### GEZEIGTE ZEILEN

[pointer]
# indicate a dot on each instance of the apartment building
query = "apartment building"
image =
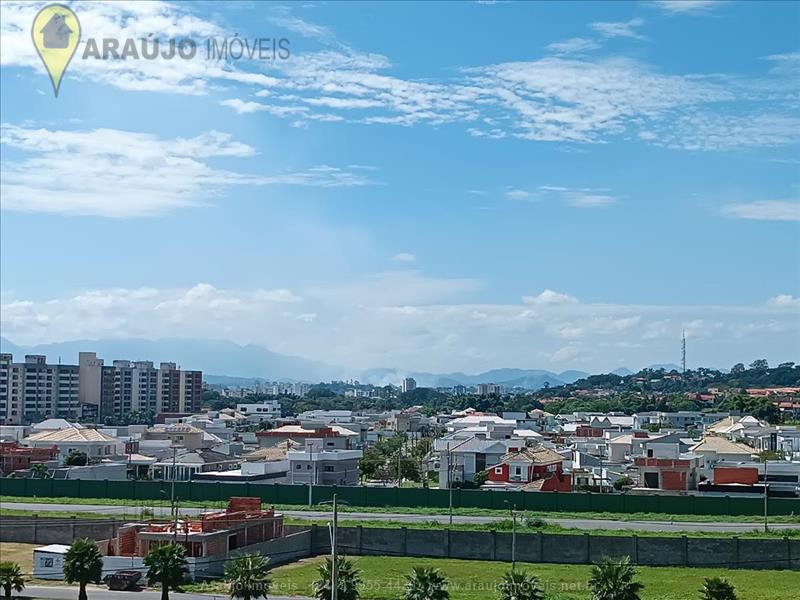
(34, 390)
(127, 386)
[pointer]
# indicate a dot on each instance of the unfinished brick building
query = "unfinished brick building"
(242, 524)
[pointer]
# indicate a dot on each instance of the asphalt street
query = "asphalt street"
(43, 508)
(97, 592)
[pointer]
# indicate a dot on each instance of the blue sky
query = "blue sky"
(425, 186)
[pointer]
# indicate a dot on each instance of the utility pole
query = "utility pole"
(513, 538)
(766, 496)
(173, 506)
(683, 352)
(450, 482)
(313, 477)
(334, 566)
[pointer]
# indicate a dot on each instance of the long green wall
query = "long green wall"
(408, 497)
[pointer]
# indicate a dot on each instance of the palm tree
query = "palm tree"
(347, 580)
(40, 471)
(11, 578)
(83, 563)
(614, 580)
(716, 588)
(518, 585)
(167, 566)
(248, 576)
(426, 584)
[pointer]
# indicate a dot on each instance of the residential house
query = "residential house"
(538, 465)
(94, 444)
(317, 465)
(14, 457)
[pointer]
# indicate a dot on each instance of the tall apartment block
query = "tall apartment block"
(127, 386)
(35, 390)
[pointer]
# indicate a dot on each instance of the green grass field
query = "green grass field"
(499, 525)
(427, 510)
(383, 579)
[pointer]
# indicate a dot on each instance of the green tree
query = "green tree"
(248, 576)
(425, 584)
(83, 563)
(614, 580)
(76, 458)
(348, 578)
(11, 578)
(622, 482)
(518, 585)
(716, 588)
(167, 566)
(40, 471)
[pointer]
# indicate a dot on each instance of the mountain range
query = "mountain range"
(235, 364)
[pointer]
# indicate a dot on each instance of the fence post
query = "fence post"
(788, 551)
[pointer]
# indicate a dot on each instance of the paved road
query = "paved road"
(409, 518)
(96, 592)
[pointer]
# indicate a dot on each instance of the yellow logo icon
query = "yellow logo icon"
(56, 32)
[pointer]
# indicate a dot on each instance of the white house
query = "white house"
(94, 443)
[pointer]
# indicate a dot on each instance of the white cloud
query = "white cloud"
(625, 29)
(551, 99)
(121, 174)
(550, 297)
(576, 45)
(408, 320)
(575, 197)
(688, 6)
(765, 210)
(784, 301)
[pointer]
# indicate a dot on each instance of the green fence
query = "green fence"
(202, 491)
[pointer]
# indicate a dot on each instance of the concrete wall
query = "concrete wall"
(49, 530)
(565, 549)
(301, 542)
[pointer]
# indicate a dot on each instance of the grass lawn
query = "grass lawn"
(425, 510)
(383, 578)
(18, 553)
(499, 525)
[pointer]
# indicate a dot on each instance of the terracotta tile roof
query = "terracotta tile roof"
(72, 434)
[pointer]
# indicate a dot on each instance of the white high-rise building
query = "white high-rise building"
(35, 390)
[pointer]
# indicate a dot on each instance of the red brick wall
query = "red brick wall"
(673, 480)
(745, 475)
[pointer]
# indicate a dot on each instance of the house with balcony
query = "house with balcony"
(537, 468)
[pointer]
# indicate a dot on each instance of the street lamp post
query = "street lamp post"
(766, 496)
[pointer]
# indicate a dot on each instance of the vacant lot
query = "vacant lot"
(384, 577)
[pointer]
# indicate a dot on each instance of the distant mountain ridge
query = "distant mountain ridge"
(227, 363)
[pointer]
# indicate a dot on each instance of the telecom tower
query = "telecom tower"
(683, 351)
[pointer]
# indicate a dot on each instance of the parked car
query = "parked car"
(123, 580)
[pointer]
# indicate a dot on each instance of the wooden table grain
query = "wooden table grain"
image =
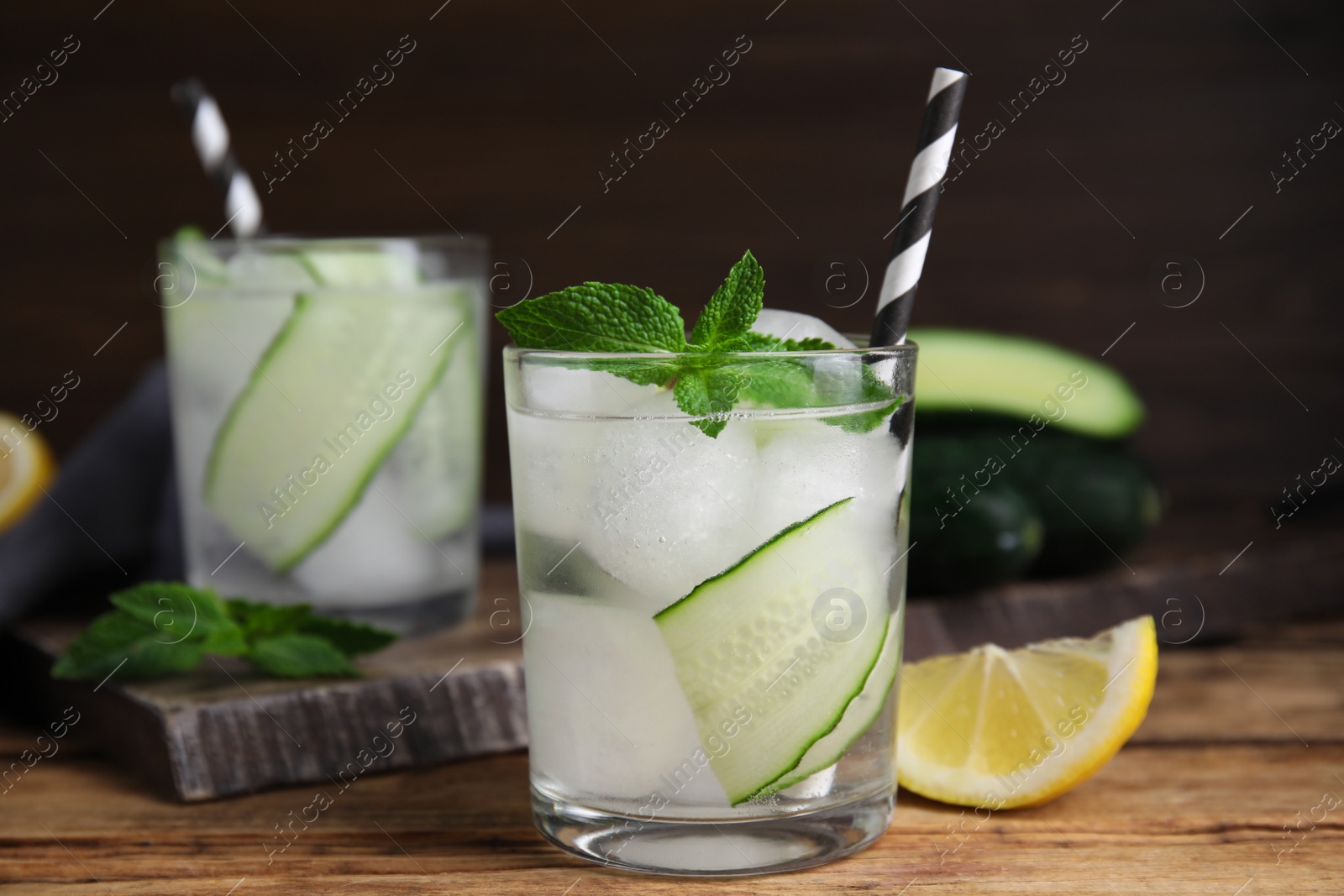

######

__ZU ERSTELLEN__: Liste bitte jede Zeile von oben auf, in der die Zeichenfolge „high“ vorkommt.

__LÖSUNG__:
# indicate a dot on each instance of the white high-rise building
query = "white high-rise building"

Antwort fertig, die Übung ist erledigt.